— Меня арестовали в 1937 году, прямо на лекции. Я читал курс по Французской революции — это моя узкая специальность. В аудиторию вошли три вооруженных сотрудника госбезопасности, и я сразу понял — за мной. В тот год не надо было долго догадываться, я оставался один из немногих неарестованных профессоров. Так на полуслове я прекратил свою последнюю лекцию — и навсегда. Как раз в тот день я в первый раз надел новый костюм. Когда меня выводили из аудитории, один из тех троих громко сказал: «Ишь ты, вредитель — новый костюмчик себе пошил!». И перед самой дверью дал мне ускорение толчком сзади. Но это бы только первый толчок, потом меня много били на допросах.
— В чем же вас обвиняли?
— Следователи кричали: признавайся, контра, что ты был участником заговора по перевороту власти. Еще кричали: признавайся, что тебя хотели сделать министром иностранных дел буржуазного правительства России! И еще: признавайся, что ты был японским шпионом! Я понимал, что они могли меня арестовать за то, что я хорошо знал Французскую революцию со всеми ее злодеяниями и пагубными последствиями. Но почему я был японским шпионом, я не понимал. Мне дали десять лет каторжных работ.
Слушать этот рассказ старого интеллигентного профессора было жутко.
Романтика Карелии
И лес, неведомый лучам
В тумане спрятанного солнца…
Я писал Ирине в Москву влюбленные письма. Мне хотелось показать ей себя очень взрослым, умным и деловым. Я не клялся ей в любви, но больше хотел разжечь любовь в ней — точно так, как самцы привлекают самок, выставляя перед ними напоказ свое красивое оперение. Я описывал ей свою работу, некоторые наблюдения и посылал стихи. В то время я увлекался сонетами Шекспира в переводах Маршака (недавно опубликованными) и невольно сам писал «под Шекспира»:
Придирчивый редактор этих строк —
Моя любовь. Она не терпит фальши.
Но для любви пристрастье — не порок,
А только грех, приятный и мельчайший.
С любовыо состязаться нету сил,
И вот в стихах, несмело и неловко,
Невольно я пристрастье затаил
За каждым словом под се диктовку.
Теперь я жду, чтобы судом твоим
Решилось ожидаемое счастье —
Прочти с пристрастьем, если я любим,
И оцени не стих мой, а пристрастье.

## ЗАДАНИЕ 1
Ответьте по фрагменту:
(a) В каком году арестовали профессора?
(b) Сколько лет каторжных работ ему дали?
(c) Чьими сонетами и в чьих переводах увлекался тот, кто писал письма Ирине?
## ЗАДАНИЕ 2
Внесите в нумерованный список всё, что идет в записях от строки с «[tag] one dot per instance, sample [888,547].» вниз до конца записей. Пустые строки и изображения в ответ не включайте.

## ЗАПИСИ ДЛЯ РАБОТЫ
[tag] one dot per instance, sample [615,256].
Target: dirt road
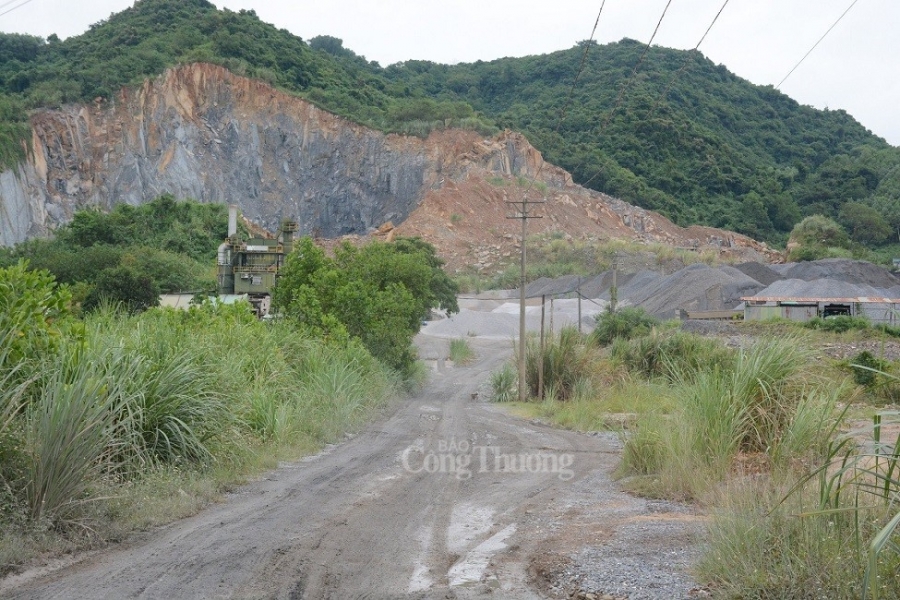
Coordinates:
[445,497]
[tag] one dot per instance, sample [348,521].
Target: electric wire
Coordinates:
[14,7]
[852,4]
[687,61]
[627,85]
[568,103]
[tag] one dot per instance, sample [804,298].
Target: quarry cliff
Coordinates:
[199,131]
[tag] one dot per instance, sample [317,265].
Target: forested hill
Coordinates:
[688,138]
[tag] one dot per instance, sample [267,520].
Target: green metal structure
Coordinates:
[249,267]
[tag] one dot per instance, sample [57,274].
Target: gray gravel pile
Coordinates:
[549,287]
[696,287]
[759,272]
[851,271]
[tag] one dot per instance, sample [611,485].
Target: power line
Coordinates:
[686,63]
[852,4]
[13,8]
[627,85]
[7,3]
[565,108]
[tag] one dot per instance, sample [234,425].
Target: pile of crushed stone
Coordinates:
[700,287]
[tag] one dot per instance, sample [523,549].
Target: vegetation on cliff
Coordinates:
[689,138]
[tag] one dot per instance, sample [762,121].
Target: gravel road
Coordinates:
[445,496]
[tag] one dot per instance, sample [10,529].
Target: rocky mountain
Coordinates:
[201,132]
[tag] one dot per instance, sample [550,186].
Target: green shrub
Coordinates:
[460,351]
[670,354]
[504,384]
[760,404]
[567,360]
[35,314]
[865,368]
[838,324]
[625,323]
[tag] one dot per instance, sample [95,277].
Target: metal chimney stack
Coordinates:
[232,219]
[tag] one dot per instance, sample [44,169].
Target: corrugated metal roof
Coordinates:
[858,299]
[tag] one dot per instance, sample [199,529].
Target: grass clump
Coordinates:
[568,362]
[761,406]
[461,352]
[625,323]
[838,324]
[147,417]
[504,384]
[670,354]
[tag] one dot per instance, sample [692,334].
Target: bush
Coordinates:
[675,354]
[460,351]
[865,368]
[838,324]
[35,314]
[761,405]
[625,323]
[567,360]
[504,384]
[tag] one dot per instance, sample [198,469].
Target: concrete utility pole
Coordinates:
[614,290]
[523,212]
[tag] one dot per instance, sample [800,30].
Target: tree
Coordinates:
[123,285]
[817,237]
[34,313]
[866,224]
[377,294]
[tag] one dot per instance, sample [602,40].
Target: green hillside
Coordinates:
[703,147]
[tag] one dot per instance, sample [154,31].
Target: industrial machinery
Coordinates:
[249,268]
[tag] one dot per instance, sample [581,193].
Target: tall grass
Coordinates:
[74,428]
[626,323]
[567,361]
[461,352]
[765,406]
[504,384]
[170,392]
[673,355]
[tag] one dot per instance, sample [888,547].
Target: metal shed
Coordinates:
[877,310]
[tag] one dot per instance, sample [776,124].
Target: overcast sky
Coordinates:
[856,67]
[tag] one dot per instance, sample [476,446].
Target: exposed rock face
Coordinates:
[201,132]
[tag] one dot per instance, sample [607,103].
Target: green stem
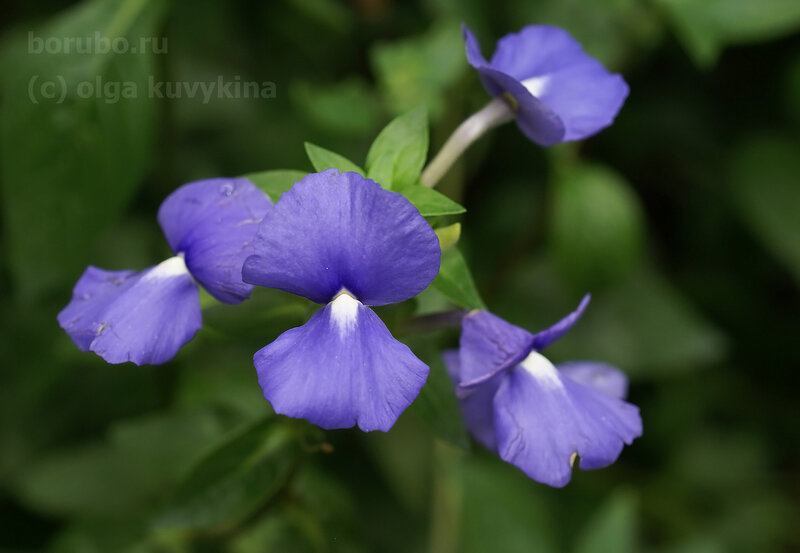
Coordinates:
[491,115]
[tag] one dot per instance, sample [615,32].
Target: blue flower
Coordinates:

## ОТВЕТ 1
(a) В 1937 году.
(b) Десять лет.
(c) Сонетами Шекспира в переводах Маршака.

## ОТВЕТ 2
1. [tag] one dot per instance, sample [888,547].
2. Target: metal shed
3. Coordinates:
4. [877,310]
5. [tag] one dot per instance, sample [776,124].
6. Target: overcast sky
7. Coordinates:
8. [856,67]
9. [tag] one dot per instance, sample [476,446].
10. Target: exposed rock face
11. Coordinates:
12. [201,132]
13. [tag] one dot per instance, sample [607,103].
14. Target: green stem
15. Coordinates:
16. [491,115]
17. [tag] one dot per instance, sample [615,32].
18. Target: blue flower
19. Coordinates:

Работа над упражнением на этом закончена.